Task.
Find the line that contains "white van, pixel". Output it and every line after it to the end of the records, exactly as they appear.

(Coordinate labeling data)
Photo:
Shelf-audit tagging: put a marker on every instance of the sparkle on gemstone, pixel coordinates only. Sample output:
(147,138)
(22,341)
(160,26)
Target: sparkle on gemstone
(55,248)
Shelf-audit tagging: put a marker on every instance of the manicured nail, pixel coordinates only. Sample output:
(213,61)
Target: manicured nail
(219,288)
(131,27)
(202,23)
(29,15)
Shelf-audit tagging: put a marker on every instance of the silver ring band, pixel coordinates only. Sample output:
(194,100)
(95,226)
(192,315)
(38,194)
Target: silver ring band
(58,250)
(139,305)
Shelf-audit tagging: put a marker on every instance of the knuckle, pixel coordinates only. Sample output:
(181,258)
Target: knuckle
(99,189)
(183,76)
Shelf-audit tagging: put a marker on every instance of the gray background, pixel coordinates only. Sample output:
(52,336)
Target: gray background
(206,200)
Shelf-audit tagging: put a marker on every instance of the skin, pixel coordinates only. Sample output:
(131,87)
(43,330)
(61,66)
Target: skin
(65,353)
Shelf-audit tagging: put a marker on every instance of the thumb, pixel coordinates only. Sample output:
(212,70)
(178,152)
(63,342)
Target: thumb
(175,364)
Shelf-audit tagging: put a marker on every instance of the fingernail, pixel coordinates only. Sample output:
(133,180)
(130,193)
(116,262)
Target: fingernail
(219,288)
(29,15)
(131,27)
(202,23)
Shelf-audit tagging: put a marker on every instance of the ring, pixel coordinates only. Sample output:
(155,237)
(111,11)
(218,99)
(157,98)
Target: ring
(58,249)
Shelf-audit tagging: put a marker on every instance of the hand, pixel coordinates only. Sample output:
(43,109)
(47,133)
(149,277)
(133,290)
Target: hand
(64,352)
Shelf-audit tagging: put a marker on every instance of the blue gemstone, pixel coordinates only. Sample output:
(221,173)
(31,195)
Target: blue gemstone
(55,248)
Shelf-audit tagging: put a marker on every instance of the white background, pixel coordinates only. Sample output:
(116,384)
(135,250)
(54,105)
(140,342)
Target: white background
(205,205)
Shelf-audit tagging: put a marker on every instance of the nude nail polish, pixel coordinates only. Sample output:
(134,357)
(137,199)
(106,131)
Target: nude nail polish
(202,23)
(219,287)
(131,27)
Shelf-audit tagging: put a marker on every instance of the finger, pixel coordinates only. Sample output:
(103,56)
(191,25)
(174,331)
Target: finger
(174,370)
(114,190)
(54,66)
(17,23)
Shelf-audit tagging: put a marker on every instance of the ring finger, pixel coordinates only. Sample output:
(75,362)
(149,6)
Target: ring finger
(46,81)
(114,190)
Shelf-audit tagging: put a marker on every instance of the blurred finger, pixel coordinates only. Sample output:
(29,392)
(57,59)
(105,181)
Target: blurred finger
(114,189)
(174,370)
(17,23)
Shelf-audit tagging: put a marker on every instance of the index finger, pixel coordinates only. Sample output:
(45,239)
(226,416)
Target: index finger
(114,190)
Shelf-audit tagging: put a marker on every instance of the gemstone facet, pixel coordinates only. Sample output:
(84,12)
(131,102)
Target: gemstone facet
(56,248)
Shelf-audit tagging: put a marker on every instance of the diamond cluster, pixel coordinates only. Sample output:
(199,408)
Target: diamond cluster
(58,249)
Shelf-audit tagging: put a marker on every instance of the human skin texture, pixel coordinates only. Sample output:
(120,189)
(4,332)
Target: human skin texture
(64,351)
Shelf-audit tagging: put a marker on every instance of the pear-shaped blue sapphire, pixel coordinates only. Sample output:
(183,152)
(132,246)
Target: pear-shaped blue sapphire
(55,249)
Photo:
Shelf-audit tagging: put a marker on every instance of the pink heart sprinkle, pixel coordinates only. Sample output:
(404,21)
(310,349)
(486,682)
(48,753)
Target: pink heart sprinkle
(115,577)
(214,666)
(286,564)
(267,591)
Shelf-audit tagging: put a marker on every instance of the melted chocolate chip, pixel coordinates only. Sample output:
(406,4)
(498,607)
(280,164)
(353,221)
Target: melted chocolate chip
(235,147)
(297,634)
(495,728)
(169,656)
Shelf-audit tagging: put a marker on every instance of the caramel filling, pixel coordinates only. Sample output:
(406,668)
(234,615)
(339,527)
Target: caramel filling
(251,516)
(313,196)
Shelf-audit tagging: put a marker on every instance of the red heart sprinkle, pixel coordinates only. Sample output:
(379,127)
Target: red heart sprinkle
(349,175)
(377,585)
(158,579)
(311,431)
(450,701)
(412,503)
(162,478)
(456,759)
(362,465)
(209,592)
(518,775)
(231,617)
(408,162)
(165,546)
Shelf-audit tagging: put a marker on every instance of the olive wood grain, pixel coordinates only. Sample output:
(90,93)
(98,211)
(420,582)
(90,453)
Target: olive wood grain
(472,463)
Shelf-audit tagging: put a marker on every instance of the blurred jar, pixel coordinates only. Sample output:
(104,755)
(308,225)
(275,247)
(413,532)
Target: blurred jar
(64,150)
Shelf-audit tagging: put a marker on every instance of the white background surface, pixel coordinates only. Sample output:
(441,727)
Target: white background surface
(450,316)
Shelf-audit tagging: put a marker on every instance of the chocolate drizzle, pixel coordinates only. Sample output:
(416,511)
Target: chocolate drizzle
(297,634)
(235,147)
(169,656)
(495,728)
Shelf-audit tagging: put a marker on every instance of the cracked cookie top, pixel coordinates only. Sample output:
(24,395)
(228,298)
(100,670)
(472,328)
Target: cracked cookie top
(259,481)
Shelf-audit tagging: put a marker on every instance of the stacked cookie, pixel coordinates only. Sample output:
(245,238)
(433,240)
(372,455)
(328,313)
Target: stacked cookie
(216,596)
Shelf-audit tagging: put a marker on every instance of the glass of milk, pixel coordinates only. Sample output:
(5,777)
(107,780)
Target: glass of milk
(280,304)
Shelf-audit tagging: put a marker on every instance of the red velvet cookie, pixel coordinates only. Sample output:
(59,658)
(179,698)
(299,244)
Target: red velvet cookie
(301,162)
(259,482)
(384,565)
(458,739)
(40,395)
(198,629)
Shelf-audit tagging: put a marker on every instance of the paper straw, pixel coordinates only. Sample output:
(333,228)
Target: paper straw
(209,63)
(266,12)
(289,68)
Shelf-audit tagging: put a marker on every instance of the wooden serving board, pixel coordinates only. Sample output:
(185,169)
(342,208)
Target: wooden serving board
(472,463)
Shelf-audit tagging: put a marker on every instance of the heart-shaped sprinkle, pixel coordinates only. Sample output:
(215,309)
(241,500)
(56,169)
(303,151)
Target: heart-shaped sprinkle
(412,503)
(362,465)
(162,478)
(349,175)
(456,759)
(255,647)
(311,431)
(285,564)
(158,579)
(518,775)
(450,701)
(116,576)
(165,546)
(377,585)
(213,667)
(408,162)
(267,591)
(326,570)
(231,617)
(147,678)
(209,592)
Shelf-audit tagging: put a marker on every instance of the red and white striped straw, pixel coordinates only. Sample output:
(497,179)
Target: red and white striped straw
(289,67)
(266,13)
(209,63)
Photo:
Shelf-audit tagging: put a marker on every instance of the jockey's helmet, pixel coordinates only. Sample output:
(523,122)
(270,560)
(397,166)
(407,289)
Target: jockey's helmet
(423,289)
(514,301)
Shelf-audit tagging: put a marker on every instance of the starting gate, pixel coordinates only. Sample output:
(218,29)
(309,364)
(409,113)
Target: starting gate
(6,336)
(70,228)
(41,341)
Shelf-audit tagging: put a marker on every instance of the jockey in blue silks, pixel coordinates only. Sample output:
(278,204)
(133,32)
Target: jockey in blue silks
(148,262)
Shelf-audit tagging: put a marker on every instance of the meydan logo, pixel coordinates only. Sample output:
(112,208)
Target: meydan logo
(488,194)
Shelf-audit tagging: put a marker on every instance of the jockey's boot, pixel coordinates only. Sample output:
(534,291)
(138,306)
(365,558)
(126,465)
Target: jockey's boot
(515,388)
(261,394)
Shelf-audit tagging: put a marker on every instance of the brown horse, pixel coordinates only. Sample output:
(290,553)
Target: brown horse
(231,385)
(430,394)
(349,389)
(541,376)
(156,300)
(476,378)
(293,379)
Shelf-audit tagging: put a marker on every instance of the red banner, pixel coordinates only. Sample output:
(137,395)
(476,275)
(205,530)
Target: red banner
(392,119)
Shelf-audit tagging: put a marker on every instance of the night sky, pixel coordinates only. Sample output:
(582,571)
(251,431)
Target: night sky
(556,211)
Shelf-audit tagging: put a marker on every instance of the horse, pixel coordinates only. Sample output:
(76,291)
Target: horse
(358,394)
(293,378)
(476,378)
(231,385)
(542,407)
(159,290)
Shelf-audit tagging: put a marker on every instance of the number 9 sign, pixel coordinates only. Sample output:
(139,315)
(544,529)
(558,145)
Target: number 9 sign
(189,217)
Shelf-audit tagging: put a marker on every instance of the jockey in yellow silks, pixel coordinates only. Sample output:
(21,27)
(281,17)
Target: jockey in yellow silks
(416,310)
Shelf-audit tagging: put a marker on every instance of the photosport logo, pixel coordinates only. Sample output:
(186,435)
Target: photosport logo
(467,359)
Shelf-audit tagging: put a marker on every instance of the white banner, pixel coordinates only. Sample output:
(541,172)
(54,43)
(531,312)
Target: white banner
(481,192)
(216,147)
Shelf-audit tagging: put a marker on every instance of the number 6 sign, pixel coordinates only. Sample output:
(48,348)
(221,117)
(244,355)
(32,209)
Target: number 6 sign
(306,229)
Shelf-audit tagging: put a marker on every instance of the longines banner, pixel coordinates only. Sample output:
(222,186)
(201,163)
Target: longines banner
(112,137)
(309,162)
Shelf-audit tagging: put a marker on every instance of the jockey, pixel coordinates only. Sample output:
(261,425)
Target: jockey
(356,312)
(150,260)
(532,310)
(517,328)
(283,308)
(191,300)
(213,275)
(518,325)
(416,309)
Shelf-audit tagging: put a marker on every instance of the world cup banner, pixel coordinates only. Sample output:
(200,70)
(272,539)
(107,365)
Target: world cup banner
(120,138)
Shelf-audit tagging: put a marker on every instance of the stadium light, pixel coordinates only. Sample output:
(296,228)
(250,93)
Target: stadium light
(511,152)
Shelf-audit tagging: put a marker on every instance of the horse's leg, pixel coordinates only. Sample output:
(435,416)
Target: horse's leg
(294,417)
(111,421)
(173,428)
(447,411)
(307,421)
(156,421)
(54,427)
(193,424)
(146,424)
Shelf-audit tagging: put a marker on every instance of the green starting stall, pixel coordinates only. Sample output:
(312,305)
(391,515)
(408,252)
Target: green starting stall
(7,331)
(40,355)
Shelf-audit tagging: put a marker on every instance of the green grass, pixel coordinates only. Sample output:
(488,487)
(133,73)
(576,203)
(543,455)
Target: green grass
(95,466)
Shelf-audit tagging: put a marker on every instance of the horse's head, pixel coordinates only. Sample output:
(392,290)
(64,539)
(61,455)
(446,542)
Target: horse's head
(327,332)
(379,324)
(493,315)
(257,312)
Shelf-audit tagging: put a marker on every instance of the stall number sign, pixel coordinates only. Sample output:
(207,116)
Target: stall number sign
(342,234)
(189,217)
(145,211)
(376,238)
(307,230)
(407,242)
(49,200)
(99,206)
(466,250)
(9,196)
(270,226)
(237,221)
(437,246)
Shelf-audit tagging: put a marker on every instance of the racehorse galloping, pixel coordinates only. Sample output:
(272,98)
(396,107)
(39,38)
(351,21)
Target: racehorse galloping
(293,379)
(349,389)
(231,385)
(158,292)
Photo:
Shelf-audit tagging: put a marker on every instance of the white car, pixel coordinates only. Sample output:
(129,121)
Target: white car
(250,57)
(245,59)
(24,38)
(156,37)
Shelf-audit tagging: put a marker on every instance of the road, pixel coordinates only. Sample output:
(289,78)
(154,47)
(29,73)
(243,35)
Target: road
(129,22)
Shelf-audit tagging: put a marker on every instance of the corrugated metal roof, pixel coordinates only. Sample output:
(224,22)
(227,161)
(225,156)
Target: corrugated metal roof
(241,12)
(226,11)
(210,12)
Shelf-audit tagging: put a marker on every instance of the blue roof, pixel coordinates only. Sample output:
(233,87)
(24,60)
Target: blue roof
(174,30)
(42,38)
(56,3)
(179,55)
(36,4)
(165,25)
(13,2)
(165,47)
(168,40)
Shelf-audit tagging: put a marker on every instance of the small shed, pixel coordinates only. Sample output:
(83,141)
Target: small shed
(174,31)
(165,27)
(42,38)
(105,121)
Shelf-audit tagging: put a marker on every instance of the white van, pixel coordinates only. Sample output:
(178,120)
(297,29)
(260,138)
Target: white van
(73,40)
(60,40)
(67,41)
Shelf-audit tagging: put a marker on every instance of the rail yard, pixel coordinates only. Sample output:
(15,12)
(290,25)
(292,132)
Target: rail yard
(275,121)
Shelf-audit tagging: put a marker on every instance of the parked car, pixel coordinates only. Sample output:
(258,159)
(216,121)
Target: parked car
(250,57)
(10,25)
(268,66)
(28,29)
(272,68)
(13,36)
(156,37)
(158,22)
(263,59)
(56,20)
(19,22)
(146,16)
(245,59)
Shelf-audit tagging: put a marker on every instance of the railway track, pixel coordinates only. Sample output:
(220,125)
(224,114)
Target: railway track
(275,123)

Response.
Shelf-audit tagging: put a marker on every instance of the white van, pixel coordinates only. Sample output:
(178,120)
(297,29)
(260,138)
Target: white van
(73,40)
(60,40)
(67,41)
Shelf-audit tagging: put a marker on every instance of the rail yard, pixel coordinates only. Sample output:
(15,12)
(290,25)
(292,132)
Target: rail yard
(275,121)
Shelf-audit tagging: put a marker on every instance of the parked car, pixel coordinates only. Sample output:
(258,159)
(216,121)
Target: parked car
(250,57)
(10,25)
(268,66)
(28,29)
(272,68)
(13,36)
(156,37)
(158,22)
(263,59)
(56,20)
(19,22)
(146,16)
(245,59)
Shelf-audit tagging: put a marker on every instance of the railway track, pixel coordinates only. Sample output:
(220,125)
(224,114)
Target: railway track
(275,123)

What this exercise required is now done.